- **THE REQUEST**:
Show every line of the entries below that contains the word "window", counting only matches with the same uppercase and lowercase letters.

- **Object location annotation data**:
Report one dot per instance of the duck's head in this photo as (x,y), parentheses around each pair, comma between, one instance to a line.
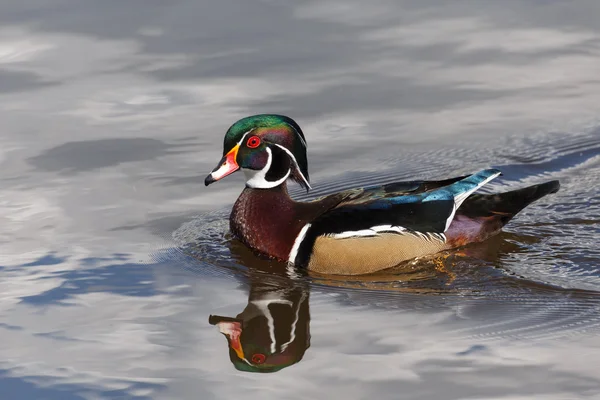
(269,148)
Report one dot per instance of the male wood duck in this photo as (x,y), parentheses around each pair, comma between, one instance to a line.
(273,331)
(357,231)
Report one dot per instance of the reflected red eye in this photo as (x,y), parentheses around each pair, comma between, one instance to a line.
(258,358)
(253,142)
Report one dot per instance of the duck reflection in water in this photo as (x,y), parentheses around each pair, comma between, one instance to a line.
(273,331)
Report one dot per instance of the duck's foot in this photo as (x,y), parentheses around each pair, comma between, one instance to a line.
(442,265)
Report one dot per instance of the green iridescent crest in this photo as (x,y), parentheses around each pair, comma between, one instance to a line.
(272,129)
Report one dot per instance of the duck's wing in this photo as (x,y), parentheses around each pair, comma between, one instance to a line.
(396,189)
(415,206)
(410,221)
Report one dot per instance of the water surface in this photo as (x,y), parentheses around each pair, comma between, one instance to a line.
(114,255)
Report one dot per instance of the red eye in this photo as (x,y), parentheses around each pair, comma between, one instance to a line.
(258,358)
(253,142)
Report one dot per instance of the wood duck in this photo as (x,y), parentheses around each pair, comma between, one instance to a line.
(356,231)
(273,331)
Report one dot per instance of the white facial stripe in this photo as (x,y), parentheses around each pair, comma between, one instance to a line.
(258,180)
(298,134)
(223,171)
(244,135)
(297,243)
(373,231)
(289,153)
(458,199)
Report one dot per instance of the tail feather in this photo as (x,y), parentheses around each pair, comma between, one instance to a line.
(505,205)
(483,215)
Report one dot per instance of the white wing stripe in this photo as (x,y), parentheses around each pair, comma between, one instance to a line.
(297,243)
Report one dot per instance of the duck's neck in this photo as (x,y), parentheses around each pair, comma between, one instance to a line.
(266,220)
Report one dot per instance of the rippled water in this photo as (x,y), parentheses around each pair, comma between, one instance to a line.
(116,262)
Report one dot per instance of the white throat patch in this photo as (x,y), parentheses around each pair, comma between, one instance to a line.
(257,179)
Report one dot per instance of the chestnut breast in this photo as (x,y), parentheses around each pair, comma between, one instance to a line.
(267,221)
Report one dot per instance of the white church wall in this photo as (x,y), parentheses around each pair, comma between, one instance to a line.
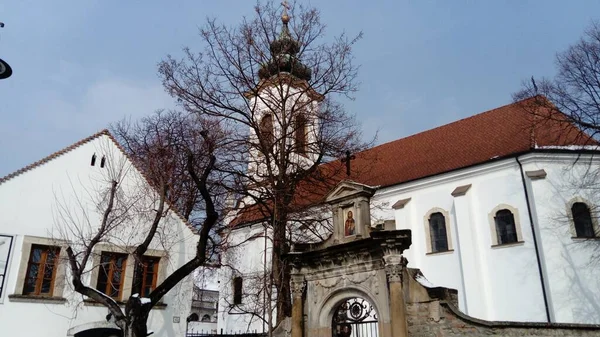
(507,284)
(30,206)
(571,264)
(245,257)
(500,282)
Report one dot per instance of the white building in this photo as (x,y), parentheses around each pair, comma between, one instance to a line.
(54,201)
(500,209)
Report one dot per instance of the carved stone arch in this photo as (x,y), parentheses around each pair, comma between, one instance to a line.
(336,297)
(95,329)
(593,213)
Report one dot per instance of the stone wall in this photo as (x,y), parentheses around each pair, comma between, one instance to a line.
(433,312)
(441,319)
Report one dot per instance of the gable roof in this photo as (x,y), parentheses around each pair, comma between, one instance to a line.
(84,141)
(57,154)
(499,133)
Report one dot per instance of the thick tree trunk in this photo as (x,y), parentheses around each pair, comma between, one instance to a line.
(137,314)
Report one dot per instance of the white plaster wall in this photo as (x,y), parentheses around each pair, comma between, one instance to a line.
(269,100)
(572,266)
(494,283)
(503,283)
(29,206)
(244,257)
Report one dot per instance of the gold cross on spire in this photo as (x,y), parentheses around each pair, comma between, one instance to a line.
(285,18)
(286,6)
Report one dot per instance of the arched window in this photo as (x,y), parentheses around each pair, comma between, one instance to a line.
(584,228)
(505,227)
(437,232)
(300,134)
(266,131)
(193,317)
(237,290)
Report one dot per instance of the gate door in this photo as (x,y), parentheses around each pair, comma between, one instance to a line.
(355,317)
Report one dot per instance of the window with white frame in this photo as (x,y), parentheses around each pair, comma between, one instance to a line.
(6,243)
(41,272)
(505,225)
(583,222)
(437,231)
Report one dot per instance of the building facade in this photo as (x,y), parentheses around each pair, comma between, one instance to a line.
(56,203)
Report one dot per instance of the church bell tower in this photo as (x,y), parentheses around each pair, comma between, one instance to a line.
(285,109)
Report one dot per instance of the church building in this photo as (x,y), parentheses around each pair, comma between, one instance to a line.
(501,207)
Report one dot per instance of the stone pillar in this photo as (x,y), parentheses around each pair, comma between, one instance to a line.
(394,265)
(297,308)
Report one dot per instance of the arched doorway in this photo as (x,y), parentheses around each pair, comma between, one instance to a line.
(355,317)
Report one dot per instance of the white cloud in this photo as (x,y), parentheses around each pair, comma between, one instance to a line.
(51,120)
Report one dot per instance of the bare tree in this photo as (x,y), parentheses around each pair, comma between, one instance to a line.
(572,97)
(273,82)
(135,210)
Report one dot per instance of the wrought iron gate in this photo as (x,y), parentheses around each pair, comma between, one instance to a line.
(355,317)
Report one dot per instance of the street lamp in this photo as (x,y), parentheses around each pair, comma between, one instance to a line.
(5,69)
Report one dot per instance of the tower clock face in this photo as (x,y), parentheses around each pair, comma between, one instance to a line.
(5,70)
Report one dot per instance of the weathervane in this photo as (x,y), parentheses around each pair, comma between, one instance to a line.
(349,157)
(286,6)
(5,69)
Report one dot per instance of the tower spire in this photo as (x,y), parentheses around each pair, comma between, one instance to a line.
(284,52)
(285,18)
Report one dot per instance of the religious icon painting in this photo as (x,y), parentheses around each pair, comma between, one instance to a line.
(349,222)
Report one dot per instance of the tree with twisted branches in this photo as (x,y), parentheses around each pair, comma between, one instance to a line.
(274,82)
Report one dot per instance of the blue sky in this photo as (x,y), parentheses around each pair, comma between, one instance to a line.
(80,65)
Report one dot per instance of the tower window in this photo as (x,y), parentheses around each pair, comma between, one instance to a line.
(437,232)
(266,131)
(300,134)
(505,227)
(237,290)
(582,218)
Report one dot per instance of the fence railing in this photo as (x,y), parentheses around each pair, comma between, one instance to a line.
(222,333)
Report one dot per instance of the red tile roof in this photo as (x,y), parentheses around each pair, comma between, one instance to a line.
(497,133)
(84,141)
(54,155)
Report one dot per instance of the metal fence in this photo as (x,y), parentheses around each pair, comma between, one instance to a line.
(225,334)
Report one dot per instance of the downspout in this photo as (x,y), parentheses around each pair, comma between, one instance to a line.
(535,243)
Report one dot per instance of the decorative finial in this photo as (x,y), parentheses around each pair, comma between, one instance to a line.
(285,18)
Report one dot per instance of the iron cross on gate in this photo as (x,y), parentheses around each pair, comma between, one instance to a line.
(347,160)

* * *

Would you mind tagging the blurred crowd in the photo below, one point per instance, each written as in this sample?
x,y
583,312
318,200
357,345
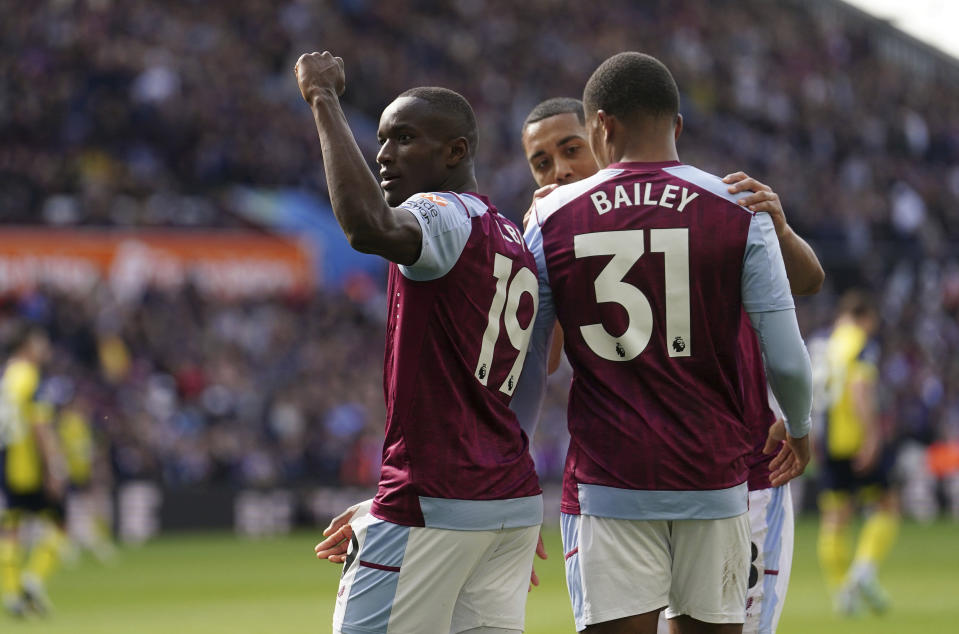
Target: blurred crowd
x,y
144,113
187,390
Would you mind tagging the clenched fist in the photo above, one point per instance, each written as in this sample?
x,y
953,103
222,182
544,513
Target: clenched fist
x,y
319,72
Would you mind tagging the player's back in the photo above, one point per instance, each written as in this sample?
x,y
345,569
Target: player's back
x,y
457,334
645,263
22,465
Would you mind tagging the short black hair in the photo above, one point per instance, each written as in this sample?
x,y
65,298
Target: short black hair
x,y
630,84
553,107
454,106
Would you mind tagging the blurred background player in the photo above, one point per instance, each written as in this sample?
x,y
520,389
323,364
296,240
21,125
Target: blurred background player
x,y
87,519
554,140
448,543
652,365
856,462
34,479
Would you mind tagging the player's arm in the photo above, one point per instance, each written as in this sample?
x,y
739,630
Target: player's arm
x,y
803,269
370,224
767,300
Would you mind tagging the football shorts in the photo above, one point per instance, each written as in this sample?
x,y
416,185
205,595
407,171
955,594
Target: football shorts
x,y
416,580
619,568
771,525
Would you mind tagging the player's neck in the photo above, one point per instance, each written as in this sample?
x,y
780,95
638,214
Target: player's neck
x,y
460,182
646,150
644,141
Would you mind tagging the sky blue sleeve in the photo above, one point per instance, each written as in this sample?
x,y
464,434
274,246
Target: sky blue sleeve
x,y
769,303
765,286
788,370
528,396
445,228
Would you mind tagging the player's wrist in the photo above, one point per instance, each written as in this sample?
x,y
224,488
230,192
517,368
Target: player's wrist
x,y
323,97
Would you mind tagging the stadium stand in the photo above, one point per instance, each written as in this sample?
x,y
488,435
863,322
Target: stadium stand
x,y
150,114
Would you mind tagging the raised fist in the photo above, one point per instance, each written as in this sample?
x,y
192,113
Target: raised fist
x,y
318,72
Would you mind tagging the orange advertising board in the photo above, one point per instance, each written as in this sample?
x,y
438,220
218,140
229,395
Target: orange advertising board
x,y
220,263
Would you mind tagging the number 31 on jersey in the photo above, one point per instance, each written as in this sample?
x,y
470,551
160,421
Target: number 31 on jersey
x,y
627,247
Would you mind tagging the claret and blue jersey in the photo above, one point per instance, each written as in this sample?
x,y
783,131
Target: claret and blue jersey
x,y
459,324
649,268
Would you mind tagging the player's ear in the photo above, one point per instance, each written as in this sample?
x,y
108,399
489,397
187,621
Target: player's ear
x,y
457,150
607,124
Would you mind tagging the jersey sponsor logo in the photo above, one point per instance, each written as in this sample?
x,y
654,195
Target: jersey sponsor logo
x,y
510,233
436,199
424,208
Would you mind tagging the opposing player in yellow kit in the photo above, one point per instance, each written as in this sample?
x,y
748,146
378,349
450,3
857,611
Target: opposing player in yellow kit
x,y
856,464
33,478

- **WORKED SOLUTION**:
Report one dot per instance of the arched window in this photo as (x,y), parentheses around each pair, comma between, one instance to a line.
Report one dot per instance of the window with white frame in this photo as (x,y), parentheses around each pair, comma between, one instance to a line.
Report one dot per instance of the tower window in this photo as (x,y), parentheses around each pair, comma between, one instance to a line.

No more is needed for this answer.